[Point localization data]
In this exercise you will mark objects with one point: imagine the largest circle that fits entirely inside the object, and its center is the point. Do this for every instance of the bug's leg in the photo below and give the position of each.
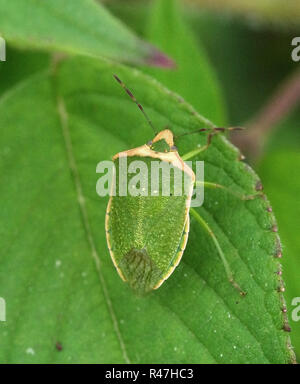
(207, 184)
(228, 271)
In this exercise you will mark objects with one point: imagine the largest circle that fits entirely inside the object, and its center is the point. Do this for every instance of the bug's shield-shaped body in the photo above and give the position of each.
(146, 235)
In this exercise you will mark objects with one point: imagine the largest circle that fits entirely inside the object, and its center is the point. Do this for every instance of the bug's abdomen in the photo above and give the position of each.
(140, 271)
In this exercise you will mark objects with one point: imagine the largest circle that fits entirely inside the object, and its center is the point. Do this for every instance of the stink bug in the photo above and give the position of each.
(146, 235)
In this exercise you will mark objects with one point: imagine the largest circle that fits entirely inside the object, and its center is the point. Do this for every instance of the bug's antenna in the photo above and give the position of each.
(136, 102)
(214, 129)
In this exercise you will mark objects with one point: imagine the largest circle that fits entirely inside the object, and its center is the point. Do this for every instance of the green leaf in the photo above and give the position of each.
(280, 169)
(81, 27)
(193, 78)
(56, 274)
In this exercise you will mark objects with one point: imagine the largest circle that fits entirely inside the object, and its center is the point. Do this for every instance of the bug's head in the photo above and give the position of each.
(163, 142)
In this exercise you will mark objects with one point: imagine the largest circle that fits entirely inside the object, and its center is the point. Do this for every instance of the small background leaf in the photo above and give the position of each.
(193, 78)
(82, 27)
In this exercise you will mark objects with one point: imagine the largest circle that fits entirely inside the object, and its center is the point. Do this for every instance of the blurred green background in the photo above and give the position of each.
(250, 50)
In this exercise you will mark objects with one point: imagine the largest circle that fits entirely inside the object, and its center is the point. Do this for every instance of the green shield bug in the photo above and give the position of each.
(147, 233)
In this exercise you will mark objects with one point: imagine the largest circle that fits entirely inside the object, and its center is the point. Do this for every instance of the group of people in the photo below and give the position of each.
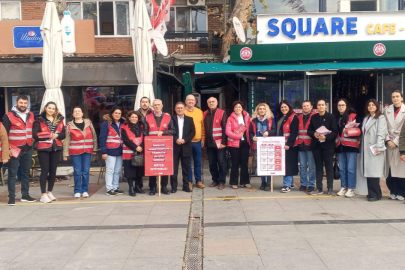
(379, 139)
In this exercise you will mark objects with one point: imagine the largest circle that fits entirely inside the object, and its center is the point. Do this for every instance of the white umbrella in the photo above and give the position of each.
(52, 59)
(141, 44)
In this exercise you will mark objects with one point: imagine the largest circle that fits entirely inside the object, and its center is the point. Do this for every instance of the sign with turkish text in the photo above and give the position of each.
(158, 155)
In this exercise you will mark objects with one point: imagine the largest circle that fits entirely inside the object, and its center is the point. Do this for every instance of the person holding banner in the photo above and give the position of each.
(132, 138)
(261, 126)
(287, 126)
(237, 130)
(216, 141)
(80, 143)
(347, 146)
(158, 124)
(48, 132)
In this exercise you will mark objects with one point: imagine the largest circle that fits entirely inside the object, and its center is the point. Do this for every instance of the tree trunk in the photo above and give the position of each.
(242, 10)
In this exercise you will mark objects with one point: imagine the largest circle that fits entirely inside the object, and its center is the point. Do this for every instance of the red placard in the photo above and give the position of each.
(158, 155)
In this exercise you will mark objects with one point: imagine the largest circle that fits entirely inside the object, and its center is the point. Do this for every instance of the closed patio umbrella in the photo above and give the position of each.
(141, 44)
(52, 59)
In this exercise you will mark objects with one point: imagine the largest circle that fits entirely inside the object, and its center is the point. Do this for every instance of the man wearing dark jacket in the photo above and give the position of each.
(215, 141)
(183, 149)
(323, 146)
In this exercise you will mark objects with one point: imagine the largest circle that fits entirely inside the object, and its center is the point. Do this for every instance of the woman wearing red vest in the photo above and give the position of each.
(48, 132)
(287, 126)
(80, 144)
(262, 126)
(237, 130)
(132, 138)
(346, 148)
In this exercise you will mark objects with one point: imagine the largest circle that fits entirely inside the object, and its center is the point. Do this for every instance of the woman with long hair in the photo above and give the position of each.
(261, 126)
(132, 138)
(347, 148)
(48, 132)
(80, 144)
(373, 148)
(287, 126)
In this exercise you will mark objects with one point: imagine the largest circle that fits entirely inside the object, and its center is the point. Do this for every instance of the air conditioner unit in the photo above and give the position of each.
(195, 2)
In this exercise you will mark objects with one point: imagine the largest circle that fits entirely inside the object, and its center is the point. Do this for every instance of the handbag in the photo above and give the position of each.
(137, 160)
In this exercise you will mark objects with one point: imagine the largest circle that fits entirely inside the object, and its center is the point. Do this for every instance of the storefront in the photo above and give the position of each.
(356, 56)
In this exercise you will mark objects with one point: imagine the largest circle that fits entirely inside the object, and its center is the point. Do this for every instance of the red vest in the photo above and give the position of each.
(269, 124)
(303, 131)
(153, 128)
(45, 128)
(20, 133)
(216, 125)
(126, 151)
(287, 127)
(80, 144)
(351, 141)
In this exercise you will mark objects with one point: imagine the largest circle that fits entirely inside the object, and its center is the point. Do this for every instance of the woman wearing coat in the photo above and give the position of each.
(395, 169)
(372, 165)
(239, 145)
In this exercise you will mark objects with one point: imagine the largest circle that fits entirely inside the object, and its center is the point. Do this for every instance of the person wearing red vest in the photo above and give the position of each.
(216, 141)
(80, 143)
(262, 125)
(158, 124)
(303, 142)
(287, 126)
(48, 133)
(18, 123)
(346, 148)
(132, 138)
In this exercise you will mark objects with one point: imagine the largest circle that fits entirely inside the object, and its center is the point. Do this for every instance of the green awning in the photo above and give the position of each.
(201, 68)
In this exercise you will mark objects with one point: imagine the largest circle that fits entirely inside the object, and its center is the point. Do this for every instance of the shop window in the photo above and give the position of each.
(10, 11)
(111, 18)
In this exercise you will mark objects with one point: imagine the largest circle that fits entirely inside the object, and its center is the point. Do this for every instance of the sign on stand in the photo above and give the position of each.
(270, 157)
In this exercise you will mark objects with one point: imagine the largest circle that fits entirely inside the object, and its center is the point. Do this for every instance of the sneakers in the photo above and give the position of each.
(109, 193)
(11, 202)
(45, 199)
(28, 198)
(350, 193)
(342, 192)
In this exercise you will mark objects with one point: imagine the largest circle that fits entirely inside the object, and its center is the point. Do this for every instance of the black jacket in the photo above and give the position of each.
(329, 121)
(37, 128)
(188, 135)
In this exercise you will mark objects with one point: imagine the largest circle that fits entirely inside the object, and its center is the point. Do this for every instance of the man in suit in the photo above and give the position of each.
(183, 149)
(323, 146)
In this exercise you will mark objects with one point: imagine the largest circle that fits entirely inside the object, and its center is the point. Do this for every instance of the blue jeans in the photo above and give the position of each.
(197, 162)
(287, 180)
(113, 166)
(307, 161)
(347, 164)
(81, 172)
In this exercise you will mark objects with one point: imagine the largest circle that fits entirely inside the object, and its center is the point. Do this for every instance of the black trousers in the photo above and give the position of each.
(185, 169)
(217, 161)
(321, 157)
(49, 163)
(396, 185)
(374, 189)
(239, 157)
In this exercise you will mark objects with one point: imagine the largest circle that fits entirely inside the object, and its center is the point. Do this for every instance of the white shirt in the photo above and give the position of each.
(180, 121)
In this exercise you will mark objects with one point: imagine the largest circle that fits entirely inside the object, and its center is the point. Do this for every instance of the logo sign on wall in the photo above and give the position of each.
(27, 37)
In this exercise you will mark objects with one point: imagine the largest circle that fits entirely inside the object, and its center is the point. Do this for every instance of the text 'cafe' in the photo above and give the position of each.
(356, 55)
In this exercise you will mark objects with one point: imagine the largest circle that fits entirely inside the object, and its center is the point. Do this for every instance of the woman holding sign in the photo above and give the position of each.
(132, 138)
(237, 130)
(261, 126)
(48, 132)
(373, 148)
(287, 126)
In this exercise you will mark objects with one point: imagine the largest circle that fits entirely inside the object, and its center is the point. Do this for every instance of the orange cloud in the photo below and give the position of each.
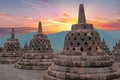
(62, 23)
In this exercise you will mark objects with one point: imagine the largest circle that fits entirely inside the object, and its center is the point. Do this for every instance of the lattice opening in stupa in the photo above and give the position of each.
(40, 53)
(82, 57)
(11, 51)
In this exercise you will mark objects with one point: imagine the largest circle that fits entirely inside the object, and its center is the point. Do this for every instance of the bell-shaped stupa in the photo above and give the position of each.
(11, 51)
(104, 46)
(116, 51)
(82, 58)
(40, 53)
(26, 48)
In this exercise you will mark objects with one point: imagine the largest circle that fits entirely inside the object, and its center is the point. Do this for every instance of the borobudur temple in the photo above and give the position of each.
(40, 53)
(82, 58)
(116, 51)
(11, 51)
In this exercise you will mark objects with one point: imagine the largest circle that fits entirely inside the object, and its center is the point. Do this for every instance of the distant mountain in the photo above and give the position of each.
(57, 39)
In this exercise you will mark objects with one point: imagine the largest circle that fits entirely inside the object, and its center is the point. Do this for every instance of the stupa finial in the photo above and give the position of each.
(12, 34)
(81, 14)
(39, 27)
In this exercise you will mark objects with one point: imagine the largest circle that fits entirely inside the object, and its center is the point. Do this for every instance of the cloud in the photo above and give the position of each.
(62, 23)
(8, 20)
(36, 6)
(18, 30)
(46, 2)
(108, 25)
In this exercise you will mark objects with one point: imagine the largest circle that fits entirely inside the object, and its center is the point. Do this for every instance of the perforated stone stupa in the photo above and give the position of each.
(104, 46)
(116, 51)
(40, 53)
(82, 58)
(26, 48)
(11, 51)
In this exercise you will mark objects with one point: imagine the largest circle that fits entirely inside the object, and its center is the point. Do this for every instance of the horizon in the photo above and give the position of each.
(56, 17)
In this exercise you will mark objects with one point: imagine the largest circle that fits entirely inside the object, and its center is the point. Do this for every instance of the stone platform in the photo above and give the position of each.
(9, 58)
(8, 72)
(35, 61)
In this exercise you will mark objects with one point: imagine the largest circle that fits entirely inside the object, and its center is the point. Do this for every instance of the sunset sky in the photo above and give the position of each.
(56, 15)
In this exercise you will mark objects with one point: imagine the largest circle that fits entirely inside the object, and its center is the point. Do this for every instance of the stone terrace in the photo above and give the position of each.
(8, 72)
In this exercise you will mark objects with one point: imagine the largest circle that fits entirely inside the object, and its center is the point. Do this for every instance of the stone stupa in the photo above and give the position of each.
(82, 58)
(40, 53)
(104, 46)
(11, 51)
(116, 51)
(26, 48)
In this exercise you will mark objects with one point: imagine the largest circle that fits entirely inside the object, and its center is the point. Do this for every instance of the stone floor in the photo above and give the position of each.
(8, 72)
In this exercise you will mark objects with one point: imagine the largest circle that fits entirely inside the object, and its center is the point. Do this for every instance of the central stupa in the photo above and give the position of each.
(82, 58)
(40, 53)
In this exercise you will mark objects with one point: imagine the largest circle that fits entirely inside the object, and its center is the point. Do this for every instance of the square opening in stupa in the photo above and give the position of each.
(11, 51)
(40, 53)
(82, 57)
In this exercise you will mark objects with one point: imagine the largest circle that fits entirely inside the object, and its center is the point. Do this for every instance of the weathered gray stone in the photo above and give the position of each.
(40, 54)
(82, 57)
(11, 51)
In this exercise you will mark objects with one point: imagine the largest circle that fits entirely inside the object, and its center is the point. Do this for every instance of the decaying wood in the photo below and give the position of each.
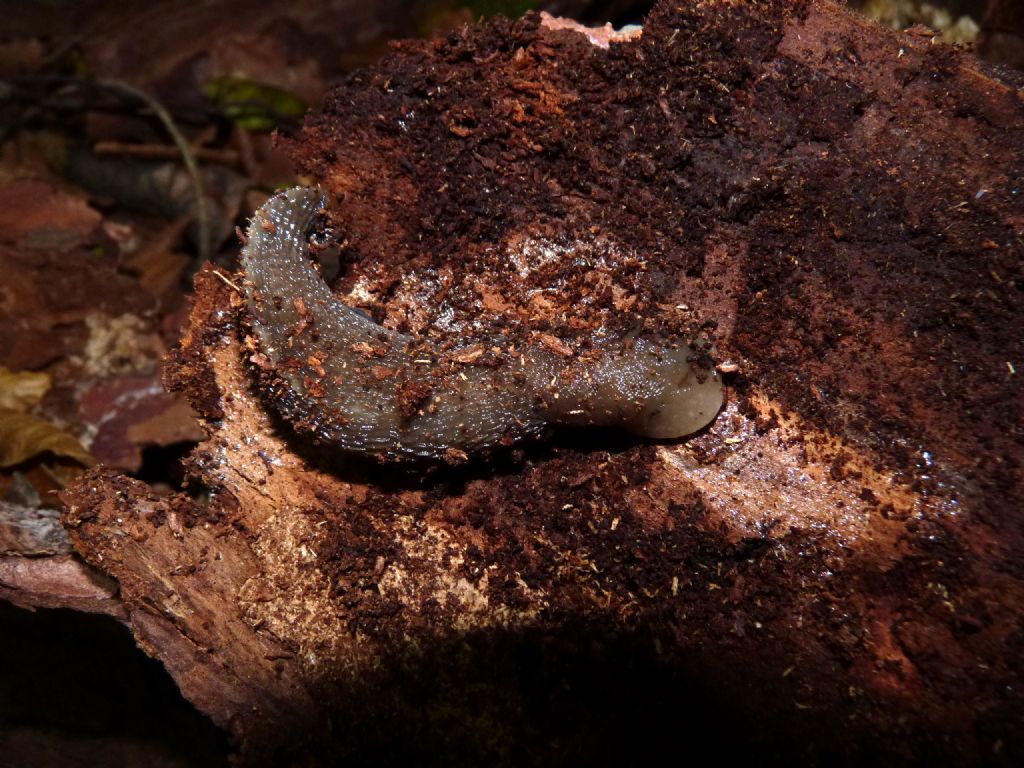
(830, 569)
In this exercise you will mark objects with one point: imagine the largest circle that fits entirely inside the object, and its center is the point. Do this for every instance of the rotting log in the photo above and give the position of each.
(832, 570)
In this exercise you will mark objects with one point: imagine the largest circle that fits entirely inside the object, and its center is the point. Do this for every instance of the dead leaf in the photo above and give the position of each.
(22, 390)
(24, 436)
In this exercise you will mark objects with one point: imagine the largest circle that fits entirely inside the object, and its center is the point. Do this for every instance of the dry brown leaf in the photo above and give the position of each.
(24, 436)
(22, 390)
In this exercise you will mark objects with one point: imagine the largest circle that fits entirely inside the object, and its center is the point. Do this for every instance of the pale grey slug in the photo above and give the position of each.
(336, 374)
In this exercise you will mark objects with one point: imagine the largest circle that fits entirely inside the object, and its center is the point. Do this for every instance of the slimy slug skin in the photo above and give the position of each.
(349, 382)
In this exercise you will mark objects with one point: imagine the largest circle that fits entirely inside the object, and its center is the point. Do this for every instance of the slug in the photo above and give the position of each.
(335, 374)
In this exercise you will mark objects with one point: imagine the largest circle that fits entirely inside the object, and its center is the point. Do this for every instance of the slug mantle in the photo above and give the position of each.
(364, 388)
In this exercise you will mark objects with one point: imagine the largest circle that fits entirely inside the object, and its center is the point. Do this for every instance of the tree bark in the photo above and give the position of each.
(830, 570)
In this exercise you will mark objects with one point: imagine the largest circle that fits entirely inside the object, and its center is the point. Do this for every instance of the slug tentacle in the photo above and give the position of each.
(364, 388)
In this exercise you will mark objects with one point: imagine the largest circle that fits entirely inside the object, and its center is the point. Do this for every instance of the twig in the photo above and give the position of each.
(187, 157)
(164, 152)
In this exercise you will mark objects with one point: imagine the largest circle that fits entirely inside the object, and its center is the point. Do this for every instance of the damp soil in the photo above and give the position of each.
(834, 214)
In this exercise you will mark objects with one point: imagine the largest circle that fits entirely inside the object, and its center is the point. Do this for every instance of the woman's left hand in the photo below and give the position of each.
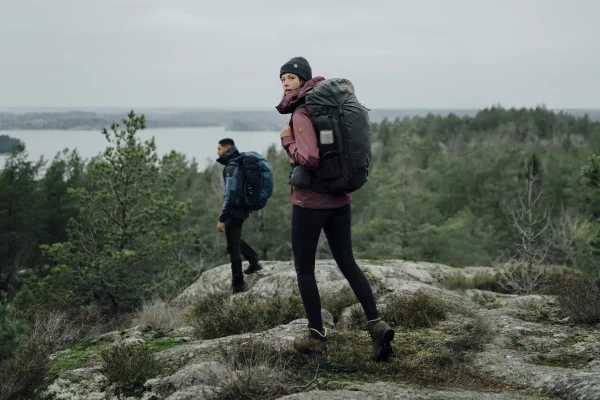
(287, 131)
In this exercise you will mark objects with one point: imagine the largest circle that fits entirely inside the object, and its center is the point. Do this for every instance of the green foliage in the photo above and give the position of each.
(591, 177)
(26, 373)
(7, 143)
(219, 315)
(11, 330)
(415, 310)
(129, 367)
(480, 281)
(439, 190)
(125, 244)
(580, 301)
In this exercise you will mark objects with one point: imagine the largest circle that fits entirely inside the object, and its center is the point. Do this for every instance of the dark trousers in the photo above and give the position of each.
(306, 229)
(237, 247)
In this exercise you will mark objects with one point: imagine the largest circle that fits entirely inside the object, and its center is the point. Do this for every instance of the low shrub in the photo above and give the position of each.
(415, 310)
(255, 370)
(25, 373)
(159, 314)
(580, 301)
(337, 302)
(128, 367)
(220, 315)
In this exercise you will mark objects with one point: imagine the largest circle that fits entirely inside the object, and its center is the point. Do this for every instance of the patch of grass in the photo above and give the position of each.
(159, 314)
(79, 356)
(28, 372)
(128, 367)
(415, 310)
(422, 358)
(471, 334)
(337, 302)
(156, 346)
(571, 361)
(259, 368)
(580, 301)
(222, 315)
(255, 369)
(354, 320)
(490, 282)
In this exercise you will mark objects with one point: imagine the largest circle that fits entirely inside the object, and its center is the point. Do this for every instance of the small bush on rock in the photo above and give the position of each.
(255, 370)
(472, 334)
(159, 314)
(415, 310)
(220, 315)
(481, 281)
(25, 373)
(580, 301)
(128, 367)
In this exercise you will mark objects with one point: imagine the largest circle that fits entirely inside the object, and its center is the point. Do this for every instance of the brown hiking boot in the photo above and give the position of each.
(382, 335)
(313, 343)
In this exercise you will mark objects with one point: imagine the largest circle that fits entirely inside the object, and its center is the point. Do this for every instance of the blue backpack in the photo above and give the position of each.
(257, 177)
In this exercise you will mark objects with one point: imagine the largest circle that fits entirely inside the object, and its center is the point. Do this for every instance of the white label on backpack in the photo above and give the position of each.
(326, 137)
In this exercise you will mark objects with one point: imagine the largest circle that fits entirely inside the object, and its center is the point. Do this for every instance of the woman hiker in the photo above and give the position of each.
(313, 212)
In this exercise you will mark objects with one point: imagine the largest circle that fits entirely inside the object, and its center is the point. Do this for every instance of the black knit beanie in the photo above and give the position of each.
(297, 66)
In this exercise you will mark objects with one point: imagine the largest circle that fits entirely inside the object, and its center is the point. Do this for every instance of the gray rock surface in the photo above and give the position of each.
(387, 391)
(532, 346)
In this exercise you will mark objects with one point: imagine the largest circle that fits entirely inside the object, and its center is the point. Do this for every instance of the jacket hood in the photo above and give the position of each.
(229, 155)
(296, 97)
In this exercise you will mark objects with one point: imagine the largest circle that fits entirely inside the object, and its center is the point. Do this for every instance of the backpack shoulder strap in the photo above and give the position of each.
(292, 116)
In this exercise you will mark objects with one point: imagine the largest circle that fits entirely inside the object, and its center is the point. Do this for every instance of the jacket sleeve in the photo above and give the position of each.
(302, 147)
(230, 193)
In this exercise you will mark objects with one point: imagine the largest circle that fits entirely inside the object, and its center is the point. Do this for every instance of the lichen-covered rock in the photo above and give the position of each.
(279, 278)
(202, 374)
(530, 346)
(386, 391)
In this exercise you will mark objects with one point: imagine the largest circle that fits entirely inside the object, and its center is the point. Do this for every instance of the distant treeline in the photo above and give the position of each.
(84, 120)
(7, 143)
(232, 120)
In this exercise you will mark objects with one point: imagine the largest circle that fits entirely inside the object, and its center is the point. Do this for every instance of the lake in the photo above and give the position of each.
(198, 143)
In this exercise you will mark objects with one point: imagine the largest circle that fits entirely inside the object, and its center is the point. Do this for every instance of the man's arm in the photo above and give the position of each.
(230, 193)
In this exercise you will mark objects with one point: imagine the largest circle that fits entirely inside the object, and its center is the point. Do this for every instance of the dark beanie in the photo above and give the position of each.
(297, 66)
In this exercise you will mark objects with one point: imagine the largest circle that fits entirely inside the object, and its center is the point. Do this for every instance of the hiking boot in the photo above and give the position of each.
(313, 343)
(381, 335)
(252, 269)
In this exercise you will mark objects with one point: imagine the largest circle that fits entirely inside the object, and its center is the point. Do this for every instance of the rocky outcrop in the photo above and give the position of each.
(533, 348)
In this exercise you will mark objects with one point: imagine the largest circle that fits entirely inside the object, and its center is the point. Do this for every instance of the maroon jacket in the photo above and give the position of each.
(303, 149)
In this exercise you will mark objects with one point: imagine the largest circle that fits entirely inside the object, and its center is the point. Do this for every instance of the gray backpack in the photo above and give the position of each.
(344, 136)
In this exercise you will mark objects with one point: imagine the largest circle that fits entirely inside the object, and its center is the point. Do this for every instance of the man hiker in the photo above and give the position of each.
(233, 215)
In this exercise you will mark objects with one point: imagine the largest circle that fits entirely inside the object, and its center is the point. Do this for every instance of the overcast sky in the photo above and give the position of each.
(224, 53)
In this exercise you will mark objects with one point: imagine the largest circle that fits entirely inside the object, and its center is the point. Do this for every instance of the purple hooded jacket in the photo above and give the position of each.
(303, 149)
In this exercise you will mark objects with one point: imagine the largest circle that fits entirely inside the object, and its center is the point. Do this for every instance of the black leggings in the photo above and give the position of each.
(237, 247)
(306, 229)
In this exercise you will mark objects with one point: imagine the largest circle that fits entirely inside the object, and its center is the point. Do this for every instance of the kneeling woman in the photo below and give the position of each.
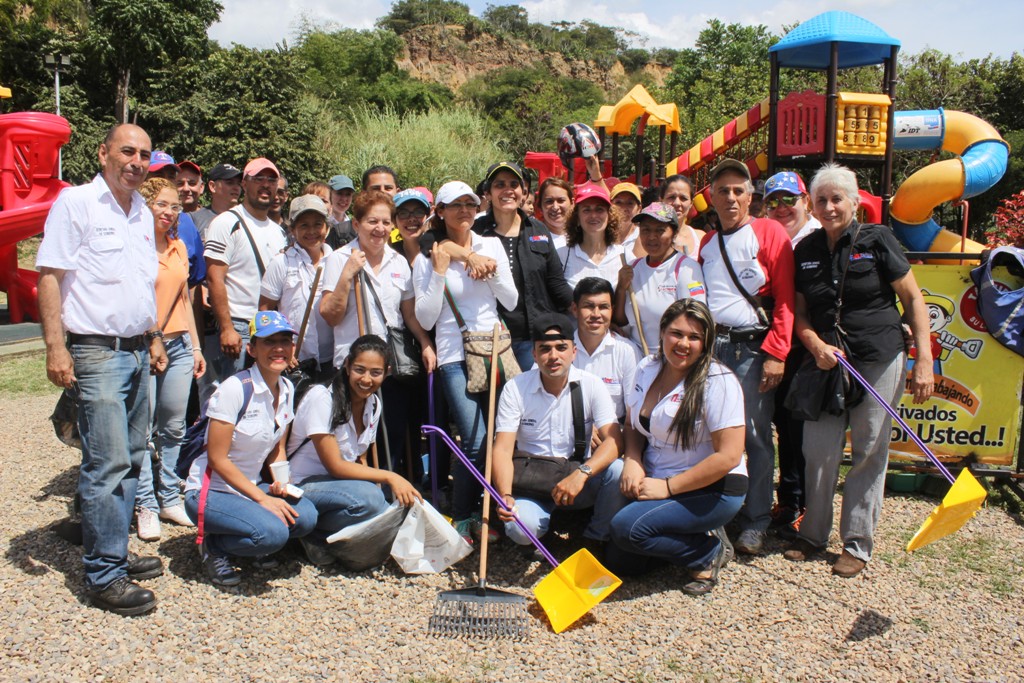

→ WORK TO BE COMPLETED
Return exactly, with no pictures, each line from the one that contains "of the overcast" through the end of the entries above, both ends included.

→ ANSWER TO THIS PROBLEM
In this exercise you will mark objects with one point: imagine the largest circle that fits entirely inside the object, and its center is the point. Do this for every instance of the overcast sky in the photo above and give the position of each.
(224, 53)
In this exercise you will mark objects with one point: imagine the largest circle that fits entirely inside the object, and its center is the point. Do this for every instance of the purple hooded jacket in the photo above and give the position of each.
(303, 149)
In this exercise you will mark objects with one point: imagine the largest circle that fits entirely inside the object, and its center is the point. Do this for every instance of the black leggings in the photo above and give the position of each.
(237, 247)
(306, 229)
In this exercise you will mark objects with one point: imagine the largest circle that fits entirely inside the object, and its center is the point. Do this for every instance of the kneeling woman in the photo below and give the position of each.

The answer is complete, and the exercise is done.